╭──
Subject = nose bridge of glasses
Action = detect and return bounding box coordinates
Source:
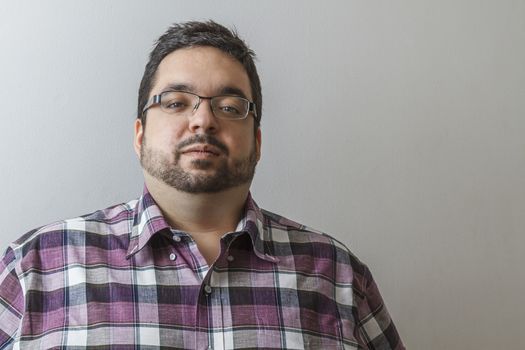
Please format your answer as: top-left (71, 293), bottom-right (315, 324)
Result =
top-left (191, 94), bottom-right (216, 116)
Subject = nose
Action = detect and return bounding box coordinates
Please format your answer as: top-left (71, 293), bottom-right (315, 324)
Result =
top-left (187, 97), bottom-right (219, 134)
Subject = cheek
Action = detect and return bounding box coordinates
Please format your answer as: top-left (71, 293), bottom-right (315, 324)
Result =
top-left (144, 119), bottom-right (186, 149)
top-left (225, 133), bottom-right (256, 157)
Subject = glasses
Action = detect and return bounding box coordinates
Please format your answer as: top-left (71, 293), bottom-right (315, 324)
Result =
top-left (142, 90), bottom-right (258, 121)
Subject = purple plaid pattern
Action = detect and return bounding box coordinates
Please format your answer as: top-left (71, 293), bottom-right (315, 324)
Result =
top-left (0, 189), bottom-right (404, 349)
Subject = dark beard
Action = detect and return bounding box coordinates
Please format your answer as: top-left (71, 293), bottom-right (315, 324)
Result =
top-left (140, 134), bottom-right (257, 193)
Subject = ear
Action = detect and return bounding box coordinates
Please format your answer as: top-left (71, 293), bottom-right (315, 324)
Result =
top-left (133, 119), bottom-right (144, 158)
top-left (255, 127), bottom-right (262, 162)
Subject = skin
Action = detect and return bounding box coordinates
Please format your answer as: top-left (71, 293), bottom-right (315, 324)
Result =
top-left (133, 46), bottom-right (262, 265)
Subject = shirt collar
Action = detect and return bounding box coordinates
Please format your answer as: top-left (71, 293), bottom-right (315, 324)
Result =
top-left (126, 186), bottom-right (279, 263)
top-left (238, 192), bottom-right (280, 263)
top-left (126, 186), bottom-right (171, 258)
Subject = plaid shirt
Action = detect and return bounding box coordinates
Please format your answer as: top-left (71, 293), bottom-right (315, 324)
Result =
top-left (0, 188), bottom-right (404, 349)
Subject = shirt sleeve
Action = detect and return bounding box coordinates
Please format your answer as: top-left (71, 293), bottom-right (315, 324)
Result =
top-left (355, 265), bottom-right (405, 350)
top-left (0, 247), bottom-right (24, 350)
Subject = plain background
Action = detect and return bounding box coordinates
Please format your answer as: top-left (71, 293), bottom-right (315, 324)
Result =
top-left (1, 1), bottom-right (524, 348)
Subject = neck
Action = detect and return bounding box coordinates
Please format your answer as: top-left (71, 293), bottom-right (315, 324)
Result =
top-left (144, 174), bottom-right (250, 235)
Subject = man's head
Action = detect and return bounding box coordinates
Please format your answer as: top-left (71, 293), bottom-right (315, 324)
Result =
top-left (137, 21), bottom-right (262, 130)
top-left (134, 21), bottom-right (262, 194)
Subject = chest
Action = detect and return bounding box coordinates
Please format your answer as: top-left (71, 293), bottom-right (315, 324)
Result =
top-left (17, 236), bottom-right (352, 349)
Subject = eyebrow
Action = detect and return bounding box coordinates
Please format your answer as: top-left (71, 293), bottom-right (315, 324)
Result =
top-left (160, 83), bottom-right (249, 99)
top-left (219, 86), bottom-right (248, 99)
top-left (162, 83), bottom-right (195, 92)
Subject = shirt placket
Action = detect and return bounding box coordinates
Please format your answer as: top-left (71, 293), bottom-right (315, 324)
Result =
top-left (195, 233), bottom-right (239, 350)
top-left (208, 259), bottom-right (231, 350)
top-left (211, 234), bottom-right (242, 350)
top-left (170, 231), bottom-right (211, 350)
top-left (181, 236), bottom-right (215, 350)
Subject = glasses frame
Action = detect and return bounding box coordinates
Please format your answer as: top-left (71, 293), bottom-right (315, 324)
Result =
top-left (142, 90), bottom-right (258, 122)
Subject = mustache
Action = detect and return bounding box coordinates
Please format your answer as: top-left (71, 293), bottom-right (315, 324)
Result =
top-left (176, 134), bottom-right (229, 155)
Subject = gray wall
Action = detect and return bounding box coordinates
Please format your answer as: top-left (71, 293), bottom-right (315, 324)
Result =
top-left (1, 1), bottom-right (524, 348)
╰──
→ Assignment: Set the lines above down again, word for word, from the first through the one containing "Subject = skin"; pictures excluded.

→ Task answer:
Subject = nose bridge of glasses
Action = detect and return bounding box coordinates
Source:
Please format your answer as: top-left (71, 293), bottom-right (315, 324)
Result =
top-left (191, 94), bottom-right (216, 116)
Subject = nose
Action = detect and return bounding box coordinates
Please format your answer as: top-left (71, 293), bottom-right (315, 324)
Result =
top-left (187, 97), bottom-right (219, 134)
Subject = cheek
Action = detect and return bounding box coordinates
Please format your answer as: top-left (71, 293), bottom-right (315, 324)
Result =
top-left (144, 119), bottom-right (186, 149)
top-left (225, 133), bottom-right (256, 157)
Subject = glasses
Action = detect and return bounding box coordinates
Please format your answer as: top-left (71, 293), bottom-right (315, 324)
Result =
top-left (142, 90), bottom-right (258, 121)
Subject = purple plaid pattern
Action = detect and return bounding box coordinates
Please format your answer as: top-left (71, 293), bottom-right (315, 324)
Result =
top-left (0, 189), bottom-right (404, 349)
Subject = dark beard
Action = detect and return bounding box coordinates
Please format your answer as: top-left (71, 293), bottom-right (315, 324)
Result =
top-left (140, 134), bottom-right (257, 193)
Subject = ear
Action = detect and return bounding box coordinates
Please format your answer as: top-left (71, 293), bottom-right (315, 324)
Result =
top-left (133, 119), bottom-right (144, 158)
top-left (255, 127), bottom-right (262, 162)
Subject = skin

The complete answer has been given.